## Directive
From the named entity recognition article, write out the passage starting with "We are fine" and going on through "natural language processing.", swapping "news articles" for "newswire stories".

## Article
○ ○ ○ ○ ○
#### What is Named-Entity-Recognition?
Named Entity Recognition (NER) is a natural language processing technique that identifies and classifies named entities in text into predefined categories such as person names, organizations, locations, time expressions, quantities, monetary values, and more.
The key steps in NER are:
* Tokenization: The input text is split into tokens like words, phrases or sentences.
* Entity identification: Potential named entities are detected using linguistic rules or statistical methods by recognizing patterns like capitalization in names.
* Entity classification: The identified entities are categorized into predefined classes like "Person", "Organization" or "Location" using machine learning models trained on labeled datasets.
* Contextual analysis: The surrounding context is considered to improve accuracy. For example, in "Apple released a new iPhone", the context helps recognize "Apple" as an organization.
* Post-processing: Results may be refined by resolving ambiguities, merging multi-token entities, or using knowledge bases to enhance entity data.


We are fine tuning BERT model by google on CoNLL2003 dataset. Which contains labelled examples  of named entities, we can train our model to recognize and classify differnt types of  named entities, such as person, locations, organizations, and more.

#### A bit more about the dataset
The CoNLL2003 dataset consists of a wide collection of English news articles from the Reuters Corpus, annotated with named entity labels. It is commonly used as a benchmark dataset for named entity recognition (NER) tasks in natural language processing.

In [1]:
## import dependencies
# !pip install seqeval
# !pip install transformers
# !pip install datasets

import torch
from transformers import AutoTokenizer, AutoModelForSequenceClassification, Trainer, TrainingArguments, pipeline
from datasets import load_dataset, load_metric, Dataset, DatasetDict
import numpy as np
from seqeval.metrics import f1_score, precision_score, recall_score, classification_report



  from .autonotebook import tqdm as notebook_tqdm


In [2]:
# Check for CUDA availibility
print("CUDA available: ", torch.cuda.is_available())

CUDA available:  False


In [3]:
# Read the data
def read_conll_file(file_path):
    with open(file_path, "r") as f:
        content = f.read().strip()
        sentences = content.split("\n\n")
        data = []
        for sentence in sentences:
            tokens = sentence.split("\n")
            token_data = []
            for token in tokens:
                token_data.append(token.split())
            data.append(token_data)
            
    return data

train_data = read_conll_file("dataset/conll2003/eng.train")
test_data = read_conll_file("dataset/conll2003/eng.testa")
validation_data = read_conll_file("dataset/conll2003/eng.testb")

## 

In [4]:
## Data Preprocessing
def prepare_dataset(data, label_map):
    formatted_data = {"tokens": [], "ner_tags": []}

    for i, sentence in enumerate(data):
        tokens = [token_data[0] for token_data in sentence]
        ner_tags = [label_map[token_data[3]] for token_data in sentence]
        formatted_data["tokens"].append(tokens)
○ ○ ○ ○ ○
## Extracted information
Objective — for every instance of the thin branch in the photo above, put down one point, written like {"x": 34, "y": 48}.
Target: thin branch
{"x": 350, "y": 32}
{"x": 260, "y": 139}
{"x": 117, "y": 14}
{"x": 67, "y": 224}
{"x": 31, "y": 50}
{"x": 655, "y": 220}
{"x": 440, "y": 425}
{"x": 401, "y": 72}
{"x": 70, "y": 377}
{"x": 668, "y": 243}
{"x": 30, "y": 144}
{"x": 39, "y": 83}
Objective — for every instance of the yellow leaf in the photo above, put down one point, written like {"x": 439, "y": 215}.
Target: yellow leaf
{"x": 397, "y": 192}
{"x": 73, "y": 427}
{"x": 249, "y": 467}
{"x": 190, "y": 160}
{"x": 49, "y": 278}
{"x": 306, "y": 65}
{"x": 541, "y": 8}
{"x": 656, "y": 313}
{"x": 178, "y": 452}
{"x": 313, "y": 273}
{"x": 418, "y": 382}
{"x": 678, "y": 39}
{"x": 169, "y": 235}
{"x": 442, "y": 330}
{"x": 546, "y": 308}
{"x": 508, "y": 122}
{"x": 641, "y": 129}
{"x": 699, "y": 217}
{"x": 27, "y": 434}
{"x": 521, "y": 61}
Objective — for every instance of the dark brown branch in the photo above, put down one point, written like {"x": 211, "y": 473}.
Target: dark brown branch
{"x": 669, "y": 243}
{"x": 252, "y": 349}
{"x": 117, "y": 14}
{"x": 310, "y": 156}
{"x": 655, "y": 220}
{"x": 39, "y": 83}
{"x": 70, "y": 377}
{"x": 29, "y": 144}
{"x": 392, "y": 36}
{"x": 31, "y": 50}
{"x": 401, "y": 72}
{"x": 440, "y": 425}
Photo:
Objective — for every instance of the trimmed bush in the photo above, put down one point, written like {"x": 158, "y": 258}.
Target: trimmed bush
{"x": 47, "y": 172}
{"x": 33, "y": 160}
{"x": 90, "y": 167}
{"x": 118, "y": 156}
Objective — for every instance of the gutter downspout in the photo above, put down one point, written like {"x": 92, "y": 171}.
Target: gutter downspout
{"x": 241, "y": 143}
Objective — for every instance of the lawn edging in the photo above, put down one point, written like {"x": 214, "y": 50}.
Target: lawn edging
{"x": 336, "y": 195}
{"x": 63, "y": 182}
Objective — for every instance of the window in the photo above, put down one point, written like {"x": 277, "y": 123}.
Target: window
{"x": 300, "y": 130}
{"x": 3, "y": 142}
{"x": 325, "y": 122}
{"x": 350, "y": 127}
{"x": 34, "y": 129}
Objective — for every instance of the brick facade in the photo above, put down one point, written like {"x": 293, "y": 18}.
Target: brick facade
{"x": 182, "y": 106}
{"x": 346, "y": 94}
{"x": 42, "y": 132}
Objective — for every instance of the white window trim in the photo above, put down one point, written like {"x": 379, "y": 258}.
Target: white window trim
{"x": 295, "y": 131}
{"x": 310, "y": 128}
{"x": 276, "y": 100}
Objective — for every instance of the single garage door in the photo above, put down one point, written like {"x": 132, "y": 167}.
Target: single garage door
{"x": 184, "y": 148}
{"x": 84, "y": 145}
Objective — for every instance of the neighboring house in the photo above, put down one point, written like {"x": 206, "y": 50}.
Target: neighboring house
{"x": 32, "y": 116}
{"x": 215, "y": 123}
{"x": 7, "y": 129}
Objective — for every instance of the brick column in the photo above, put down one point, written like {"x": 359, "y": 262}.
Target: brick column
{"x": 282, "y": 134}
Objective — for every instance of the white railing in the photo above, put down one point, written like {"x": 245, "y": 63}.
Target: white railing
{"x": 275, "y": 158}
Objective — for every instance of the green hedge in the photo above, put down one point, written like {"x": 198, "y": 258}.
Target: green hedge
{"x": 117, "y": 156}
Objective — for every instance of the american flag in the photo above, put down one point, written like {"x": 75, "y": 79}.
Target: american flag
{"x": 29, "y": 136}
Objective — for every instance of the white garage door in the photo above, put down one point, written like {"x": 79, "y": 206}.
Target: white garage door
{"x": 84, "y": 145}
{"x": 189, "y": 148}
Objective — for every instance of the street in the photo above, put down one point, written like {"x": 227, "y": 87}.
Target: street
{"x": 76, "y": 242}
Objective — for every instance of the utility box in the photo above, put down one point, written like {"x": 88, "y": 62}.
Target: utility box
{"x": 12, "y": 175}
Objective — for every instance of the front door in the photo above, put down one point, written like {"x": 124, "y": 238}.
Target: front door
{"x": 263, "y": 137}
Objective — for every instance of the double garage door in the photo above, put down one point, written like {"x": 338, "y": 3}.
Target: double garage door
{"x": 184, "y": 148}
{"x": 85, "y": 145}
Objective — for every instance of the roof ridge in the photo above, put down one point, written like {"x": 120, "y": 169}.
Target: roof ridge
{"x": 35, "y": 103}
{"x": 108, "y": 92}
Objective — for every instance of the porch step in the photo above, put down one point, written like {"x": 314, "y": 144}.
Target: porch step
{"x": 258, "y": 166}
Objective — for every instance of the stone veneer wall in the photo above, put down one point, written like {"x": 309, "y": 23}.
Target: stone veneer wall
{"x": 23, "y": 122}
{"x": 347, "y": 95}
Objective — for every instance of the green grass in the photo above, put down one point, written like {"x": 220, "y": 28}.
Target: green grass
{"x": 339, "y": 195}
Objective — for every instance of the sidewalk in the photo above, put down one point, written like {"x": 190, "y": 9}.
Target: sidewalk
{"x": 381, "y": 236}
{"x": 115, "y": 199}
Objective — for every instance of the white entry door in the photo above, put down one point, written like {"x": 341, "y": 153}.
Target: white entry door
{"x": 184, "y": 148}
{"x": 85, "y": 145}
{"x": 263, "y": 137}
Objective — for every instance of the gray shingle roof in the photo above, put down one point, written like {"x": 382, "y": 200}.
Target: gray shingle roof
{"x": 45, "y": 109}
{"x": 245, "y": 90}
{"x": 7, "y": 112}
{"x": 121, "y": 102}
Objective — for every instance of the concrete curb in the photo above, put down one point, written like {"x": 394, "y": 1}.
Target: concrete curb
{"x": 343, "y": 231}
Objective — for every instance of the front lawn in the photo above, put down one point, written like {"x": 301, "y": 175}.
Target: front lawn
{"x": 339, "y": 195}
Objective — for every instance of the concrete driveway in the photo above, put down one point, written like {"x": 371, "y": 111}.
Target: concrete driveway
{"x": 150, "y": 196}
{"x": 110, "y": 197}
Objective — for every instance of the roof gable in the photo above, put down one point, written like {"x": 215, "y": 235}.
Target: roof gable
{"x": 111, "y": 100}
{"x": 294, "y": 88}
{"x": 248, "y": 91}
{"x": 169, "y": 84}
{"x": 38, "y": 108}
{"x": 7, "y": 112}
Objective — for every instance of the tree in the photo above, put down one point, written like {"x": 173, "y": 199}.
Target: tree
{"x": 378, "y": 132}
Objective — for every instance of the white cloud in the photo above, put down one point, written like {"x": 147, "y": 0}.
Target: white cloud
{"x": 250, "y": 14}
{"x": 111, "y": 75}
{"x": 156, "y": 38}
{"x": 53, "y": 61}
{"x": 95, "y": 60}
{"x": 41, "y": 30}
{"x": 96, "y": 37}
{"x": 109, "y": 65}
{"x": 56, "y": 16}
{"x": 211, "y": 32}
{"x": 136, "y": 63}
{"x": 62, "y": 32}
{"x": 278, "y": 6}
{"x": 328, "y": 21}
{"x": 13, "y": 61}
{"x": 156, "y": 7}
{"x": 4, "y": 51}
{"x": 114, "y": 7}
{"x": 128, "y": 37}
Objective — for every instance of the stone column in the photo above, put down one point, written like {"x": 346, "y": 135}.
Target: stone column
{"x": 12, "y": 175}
○ ○ ○ ○ ○
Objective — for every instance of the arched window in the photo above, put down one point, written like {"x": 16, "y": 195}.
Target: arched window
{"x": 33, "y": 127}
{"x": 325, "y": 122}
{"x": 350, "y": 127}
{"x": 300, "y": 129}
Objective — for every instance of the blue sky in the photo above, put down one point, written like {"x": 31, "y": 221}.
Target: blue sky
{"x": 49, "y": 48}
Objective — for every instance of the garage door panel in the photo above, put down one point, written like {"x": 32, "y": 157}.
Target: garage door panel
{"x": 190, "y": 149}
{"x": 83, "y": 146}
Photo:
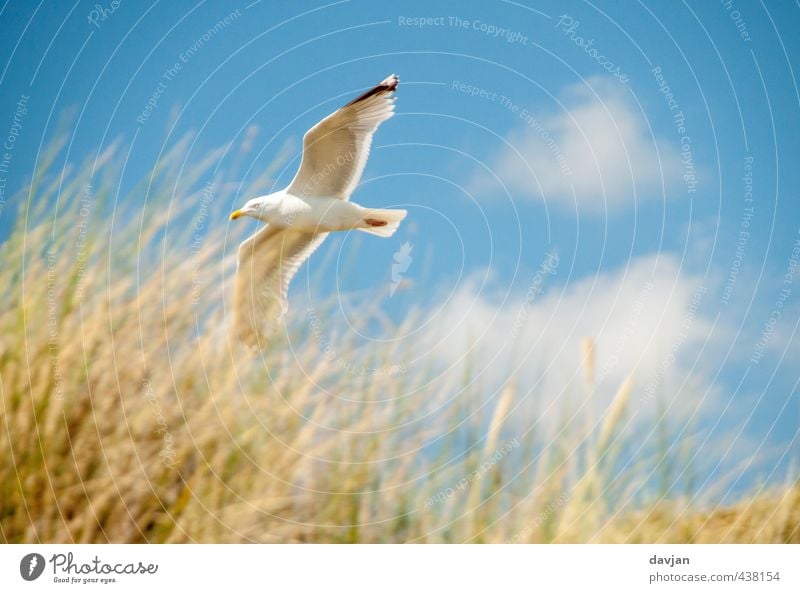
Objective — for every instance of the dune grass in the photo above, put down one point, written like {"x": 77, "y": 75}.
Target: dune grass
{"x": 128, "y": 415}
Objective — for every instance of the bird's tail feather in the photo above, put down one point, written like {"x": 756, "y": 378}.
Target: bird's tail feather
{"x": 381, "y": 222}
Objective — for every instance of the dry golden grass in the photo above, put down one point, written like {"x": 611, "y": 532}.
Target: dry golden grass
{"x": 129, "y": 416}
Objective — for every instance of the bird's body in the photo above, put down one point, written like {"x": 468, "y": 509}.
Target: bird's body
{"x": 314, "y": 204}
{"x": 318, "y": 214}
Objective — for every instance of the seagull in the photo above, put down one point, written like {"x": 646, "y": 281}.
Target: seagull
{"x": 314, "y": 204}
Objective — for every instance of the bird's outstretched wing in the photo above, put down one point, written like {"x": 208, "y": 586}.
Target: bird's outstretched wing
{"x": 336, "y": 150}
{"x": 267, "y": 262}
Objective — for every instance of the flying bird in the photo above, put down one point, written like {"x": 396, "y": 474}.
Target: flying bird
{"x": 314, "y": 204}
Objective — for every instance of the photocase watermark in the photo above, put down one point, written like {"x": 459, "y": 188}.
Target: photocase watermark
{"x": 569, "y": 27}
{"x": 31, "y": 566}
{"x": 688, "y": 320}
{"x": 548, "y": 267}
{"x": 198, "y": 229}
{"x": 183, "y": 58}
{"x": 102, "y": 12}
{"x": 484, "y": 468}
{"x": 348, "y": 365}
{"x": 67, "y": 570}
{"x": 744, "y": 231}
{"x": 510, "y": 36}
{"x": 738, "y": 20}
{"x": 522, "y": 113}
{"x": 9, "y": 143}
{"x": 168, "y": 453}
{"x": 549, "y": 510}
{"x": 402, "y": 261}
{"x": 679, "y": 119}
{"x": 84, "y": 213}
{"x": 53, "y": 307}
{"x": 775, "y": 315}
○ ○ ○ ○ ○
## Answer in full
We are fine tuning BERT model by google on CoNLL2003 dataset. Which contains labelled examples  of named entities, we can train our model to recognize and classify differnt types of  named entities, such as person, locations, organizations, and more.

#### A bit more about the dataset
The CoNLL2003 dataset consists of a wide collection of English newswire stories from the Reuters Corpus, annotated with named entity labels. It is commonly used as a benchmark dataset for named entity recognition (NER) tasks in natural language processing.